[Image segmentation entries]
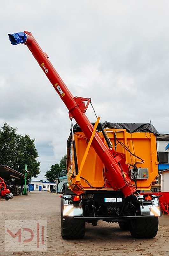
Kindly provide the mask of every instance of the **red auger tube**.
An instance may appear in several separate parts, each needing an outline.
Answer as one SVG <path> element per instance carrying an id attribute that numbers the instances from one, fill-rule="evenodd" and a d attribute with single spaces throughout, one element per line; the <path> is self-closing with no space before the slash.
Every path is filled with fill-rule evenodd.
<path id="1" fill-rule="evenodd" d="M 26 39 L 21 42 L 27 45 L 68 109 L 70 119 L 74 118 L 89 140 L 93 127 L 85 114 L 86 109 L 84 109 L 84 111 L 82 110 L 81 106 L 77 100 L 76 100 L 78 97 L 74 97 L 49 61 L 47 55 L 43 52 L 31 33 L 25 31 L 23 34 L 24 37 L 25 36 L 25 34 L 26 35 L 25 36 Z M 15 35 L 10 34 L 10 39 L 12 44 L 18 44 L 19 42 L 12 43 L 13 42 L 12 42 L 10 38 L 10 35 Z M 112 188 L 115 190 L 120 189 L 126 197 L 134 192 L 136 191 L 135 188 L 127 185 L 131 183 L 129 177 L 126 176 L 125 181 L 122 175 L 121 168 L 118 164 L 121 159 L 120 154 L 117 153 L 112 148 L 108 148 L 97 132 L 95 134 L 92 145 L 105 165 L 107 171 L 105 176 L 106 178 L 106 176 L 109 177 L 108 182 Z M 115 157 L 113 156 L 113 154 L 116 155 Z"/>

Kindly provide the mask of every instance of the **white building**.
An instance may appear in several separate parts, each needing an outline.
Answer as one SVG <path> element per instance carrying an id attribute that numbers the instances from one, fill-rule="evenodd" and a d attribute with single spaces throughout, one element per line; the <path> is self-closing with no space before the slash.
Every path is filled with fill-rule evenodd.
<path id="1" fill-rule="evenodd" d="M 28 185 L 30 191 L 50 191 L 56 189 L 56 186 L 54 182 L 43 181 L 43 180 L 31 180 Z"/>

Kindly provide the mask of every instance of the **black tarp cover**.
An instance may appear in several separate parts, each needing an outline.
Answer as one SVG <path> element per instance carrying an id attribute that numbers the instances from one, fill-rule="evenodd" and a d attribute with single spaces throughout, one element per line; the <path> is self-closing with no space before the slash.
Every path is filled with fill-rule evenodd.
<path id="1" fill-rule="evenodd" d="M 125 129 L 127 132 L 132 133 L 133 132 L 150 132 L 158 136 L 160 133 L 156 128 L 151 124 L 144 123 L 111 123 L 106 121 L 102 123 L 105 129 L 109 128 L 111 129 Z M 95 123 L 92 123 L 94 126 Z M 73 127 L 74 132 L 76 132 L 81 131 L 77 124 Z M 99 124 L 97 130 L 101 130 L 100 125 Z"/>

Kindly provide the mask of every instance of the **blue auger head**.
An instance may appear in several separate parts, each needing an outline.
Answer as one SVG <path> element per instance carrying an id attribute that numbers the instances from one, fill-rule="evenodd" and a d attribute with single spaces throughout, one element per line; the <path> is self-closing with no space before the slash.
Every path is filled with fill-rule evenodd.
<path id="1" fill-rule="evenodd" d="M 24 44 L 27 39 L 26 34 L 24 32 L 19 32 L 14 34 L 8 34 L 11 42 L 13 45 L 19 44 Z"/>

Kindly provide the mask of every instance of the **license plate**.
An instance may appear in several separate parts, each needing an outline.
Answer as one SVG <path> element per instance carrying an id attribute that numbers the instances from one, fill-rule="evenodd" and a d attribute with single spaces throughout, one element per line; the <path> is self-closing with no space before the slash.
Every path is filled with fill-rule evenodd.
<path id="1" fill-rule="evenodd" d="M 105 203 L 120 203 L 122 202 L 122 198 L 105 198 L 104 202 Z"/>

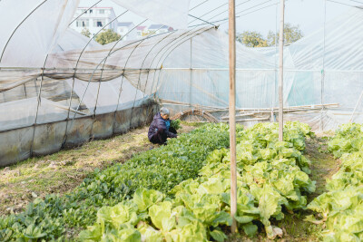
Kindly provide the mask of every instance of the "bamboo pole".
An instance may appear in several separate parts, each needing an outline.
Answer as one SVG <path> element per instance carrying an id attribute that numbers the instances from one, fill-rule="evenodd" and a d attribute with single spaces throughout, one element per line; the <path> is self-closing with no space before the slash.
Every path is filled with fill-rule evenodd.
<path id="1" fill-rule="evenodd" d="M 280 0 L 280 23 L 279 43 L 279 140 L 283 141 L 283 45 L 284 45 L 284 15 L 285 0 Z"/>
<path id="2" fill-rule="evenodd" d="M 237 232 L 234 216 L 237 212 L 237 167 L 236 167 L 236 13 L 235 0 L 230 0 L 230 148 L 231 148 L 231 232 Z"/>

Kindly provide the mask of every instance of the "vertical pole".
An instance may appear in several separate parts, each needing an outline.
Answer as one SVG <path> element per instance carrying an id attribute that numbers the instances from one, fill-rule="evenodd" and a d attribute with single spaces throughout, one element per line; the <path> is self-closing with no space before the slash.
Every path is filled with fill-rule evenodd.
<path id="1" fill-rule="evenodd" d="M 231 148 L 231 232 L 237 232 L 234 216 L 237 212 L 237 168 L 236 168 L 236 13 L 235 0 L 230 0 L 230 148 Z"/>
<path id="2" fill-rule="evenodd" d="M 283 141 L 283 45 L 285 0 L 280 0 L 280 51 L 279 51 L 279 140 Z"/>

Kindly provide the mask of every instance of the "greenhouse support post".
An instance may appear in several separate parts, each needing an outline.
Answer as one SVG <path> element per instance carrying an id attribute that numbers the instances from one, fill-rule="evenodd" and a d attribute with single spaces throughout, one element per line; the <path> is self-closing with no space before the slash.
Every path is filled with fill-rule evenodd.
<path id="1" fill-rule="evenodd" d="M 280 1 L 280 24 L 279 40 L 279 140 L 283 141 L 283 44 L 284 44 L 284 15 L 285 0 Z"/>
<path id="2" fill-rule="evenodd" d="M 230 148 L 231 148 L 231 232 L 237 232 L 234 216 L 237 212 L 237 168 L 236 168 L 236 19 L 235 2 L 230 0 Z"/>

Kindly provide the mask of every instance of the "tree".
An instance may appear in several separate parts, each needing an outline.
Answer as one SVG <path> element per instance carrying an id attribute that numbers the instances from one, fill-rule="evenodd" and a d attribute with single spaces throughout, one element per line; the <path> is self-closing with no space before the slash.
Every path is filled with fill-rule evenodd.
<path id="1" fill-rule="evenodd" d="M 91 36 L 91 32 L 87 28 L 83 28 L 81 34 L 88 38 Z"/>
<path id="2" fill-rule="evenodd" d="M 240 42 L 247 47 L 267 47 L 268 43 L 262 34 L 256 31 L 245 31 L 237 35 L 237 41 Z"/>
<path id="3" fill-rule="evenodd" d="M 119 34 L 115 33 L 112 29 L 108 29 L 106 31 L 103 30 L 103 33 L 98 34 L 95 38 L 95 41 L 103 45 L 114 41 L 118 41 L 120 37 L 121 36 Z"/>
<path id="4" fill-rule="evenodd" d="M 299 25 L 294 26 L 289 23 L 284 24 L 284 44 L 289 45 L 292 43 L 301 39 L 304 36 L 302 31 L 299 29 Z M 267 41 L 269 46 L 275 45 L 275 43 L 279 44 L 280 34 L 273 33 L 272 31 L 269 32 L 267 35 Z"/>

Aim of the exercise — Update the records above by replacing "Kindly provide" with "Please supply" wherever it occurs, leaving everything else unchanged. Omit the pictures from your answer.

Reply to the task —
Please supply the mask of every instance of the **red auger tube**.
An instance may appear in several separate parts, each needing an outline.
Answer as one SVG <path> element per instance carrying an id attribute that numbers the instances from one, fill-rule="evenodd" and a d attribute with single spaces throughout, one element per line; the <path> is self-closing with no space before the slash.
Every path is filled with fill-rule evenodd.
<path id="1" fill-rule="evenodd" d="M 26 39 L 21 42 L 27 45 L 68 109 L 70 119 L 74 118 L 89 140 L 93 127 L 85 114 L 86 109 L 84 109 L 84 111 L 82 110 L 81 106 L 77 100 L 76 100 L 78 97 L 74 97 L 49 61 L 47 55 L 43 52 L 31 33 L 25 31 L 23 34 L 24 37 L 25 36 L 25 34 L 26 35 L 25 36 Z M 15 35 L 10 34 L 10 39 L 12 44 L 18 44 L 19 42 L 12 43 L 13 42 L 12 42 L 10 38 L 10 35 Z M 112 188 L 115 190 L 120 189 L 126 197 L 134 192 L 136 191 L 135 188 L 127 185 L 131 183 L 129 177 L 126 176 L 125 181 L 122 175 L 121 168 L 118 164 L 121 159 L 120 154 L 117 153 L 112 148 L 108 148 L 97 132 L 95 134 L 92 145 L 105 165 L 107 171 L 105 176 L 106 178 L 106 176 L 109 177 L 108 182 Z M 115 157 L 113 156 L 113 154 L 116 155 Z"/>

Please supply the mask of every instance of the **white building**.
An instance may appear in several separate parts, each needing an outline.
Answer as one SVG <path> element per instance carrying an id attribute that numbers the instances from one, fill-rule="evenodd" and a d attribute with single spaces throughout, one element per line; the <path> is self-closing with no space before the slash.
Every path is filled with fill-rule evenodd.
<path id="1" fill-rule="evenodd" d="M 28 185 L 30 191 L 50 191 L 56 189 L 56 186 L 54 182 L 43 181 L 43 180 L 31 180 Z"/>

Please supply the mask of every instance of the **black tarp cover**.
An instance may appear in several separate parts, each needing an outline.
Answer as one SVG <path> element per instance carrying an id attribute that numbers the instances from one, fill-rule="evenodd" and a d attribute with single spaces throughout, one element per line; the <path> is self-closing with no space before the slash.
Every path is filled with fill-rule evenodd.
<path id="1" fill-rule="evenodd" d="M 125 129 L 127 132 L 132 133 L 133 132 L 150 132 L 158 136 L 160 133 L 156 128 L 151 124 L 144 123 L 111 123 L 106 121 L 102 123 L 105 129 L 109 128 L 111 129 Z M 95 123 L 92 123 L 94 126 Z M 73 127 L 74 132 L 76 132 L 81 131 L 77 124 Z M 99 124 L 97 130 L 101 130 L 100 125 Z"/>

Please supply the mask of every instance of the **blue auger head**.
An instance may appear in several separate parts, each needing an outline.
Answer as one SVG <path> element per instance carrying an id attribute that numbers the instances from one, fill-rule="evenodd" and a d attribute with single spaces throughout, one element per line; the <path> is self-closing with no space before the slash.
Every path is filled with fill-rule evenodd.
<path id="1" fill-rule="evenodd" d="M 24 44 L 27 39 L 26 34 L 24 32 L 19 32 L 14 34 L 8 34 L 11 42 L 13 45 L 19 44 Z"/>

Please supply the mask of every instance of the **license plate**.
An instance may appear in several separate parts, each needing an outline.
Answer as one SVG <path> element per instance carrying an id attribute that numbers the instances from one, fill-rule="evenodd" and a d attribute with single spaces throughout, one element per line; the <path> is self-closing with no space before the slash.
Every path is filled with fill-rule evenodd.
<path id="1" fill-rule="evenodd" d="M 105 203 L 120 203 L 122 202 L 122 198 L 105 198 L 104 202 Z"/>

Please supply the mask of every instance of the "bamboo pole".
An instance may appear in several separate parts, each needing an outline.
Answer as one SVG <path> element per instance carrying an id attribute that numbers the instances from one, fill-rule="evenodd" and a d attribute with single spaces throughout, one element per line; the <path> is self-closing with no space before the slash.
Every path is filled with fill-rule evenodd.
<path id="1" fill-rule="evenodd" d="M 280 0 L 280 23 L 279 43 L 279 140 L 283 141 L 283 45 L 284 45 L 284 15 L 285 0 Z"/>
<path id="2" fill-rule="evenodd" d="M 237 232 L 234 216 L 237 212 L 237 167 L 236 167 L 236 13 L 235 0 L 230 0 L 230 148 L 231 148 L 231 232 Z"/>

Please supply the mask of every instance of the "vertical pole".
An instance may appear in several separate parts, each needing an outline.
Answer as one SVG <path> element per instance carrying an id attribute that numbers the instances from one, fill-rule="evenodd" and a d attribute with single spaces throughout, one element per line; the <path> is self-closing with no space before the slash.
Every path is filled with fill-rule evenodd.
<path id="1" fill-rule="evenodd" d="M 231 148 L 231 232 L 237 232 L 234 216 L 237 212 L 237 168 L 236 168 L 236 13 L 235 0 L 230 0 L 230 148 Z"/>
<path id="2" fill-rule="evenodd" d="M 283 141 L 283 45 L 285 0 L 280 0 L 280 51 L 279 51 L 279 140 Z"/>

Please supply the mask of every instance of the "greenhouse support post".
An instance may appear in several separate parts, each needing an outline.
Answer as one SVG <path> element per instance carrying an id attribute that numbers the instances from one, fill-rule="evenodd" and a d attribute with single spaces throughout, one element per line; the <path> is self-closing with no space before the slash.
Every path is filled with fill-rule evenodd.
<path id="1" fill-rule="evenodd" d="M 280 1 L 280 24 L 279 40 L 279 140 L 283 141 L 283 44 L 284 44 L 284 15 L 285 0 Z"/>
<path id="2" fill-rule="evenodd" d="M 230 148 L 231 148 L 231 232 L 237 232 L 234 216 L 237 212 L 237 168 L 236 168 L 236 19 L 235 2 L 230 0 Z"/>

Please supply the mask of every instance of the "tree".
An instance may appear in several separate parts, each needing an outline.
Answer as one SVG <path> element per instance carrying an id attribute that numbers the instances from one, fill-rule="evenodd" and a d attribute with single spaces throughout, one element per line; the <path> is self-closing with no space before the slash.
Every path is filled with fill-rule evenodd.
<path id="1" fill-rule="evenodd" d="M 91 36 L 91 32 L 87 28 L 83 28 L 81 34 L 88 38 Z"/>
<path id="2" fill-rule="evenodd" d="M 240 42 L 247 47 L 267 47 L 268 43 L 262 34 L 256 31 L 245 31 L 237 35 L 237 41 Z"/>
<path id="3" fill-rule="evenodd" d="M 119 34 L 115 33 L 112 29 L 108 29 L 106 31 L 103 30 L 103 33 L 98 34 L 95 38 L 95 41 L 103 45 L 114 41 L 118 41 L 120 37 L 121 36 Z"/>
<path id="4" fill-rule="evenodd" d="M 299 25 L 294 26 L 289 23 L 284 24 L 284 44 L 289 45 L 292 43 L 301 39 L 304 36 L 302 31 L 299 29 Z M 267 41 L 269 46 L 275 45 L 275 43 L 279 44 L 280 34 L 273 33 L 272 31 L 269 32 L 267 35 Z"/>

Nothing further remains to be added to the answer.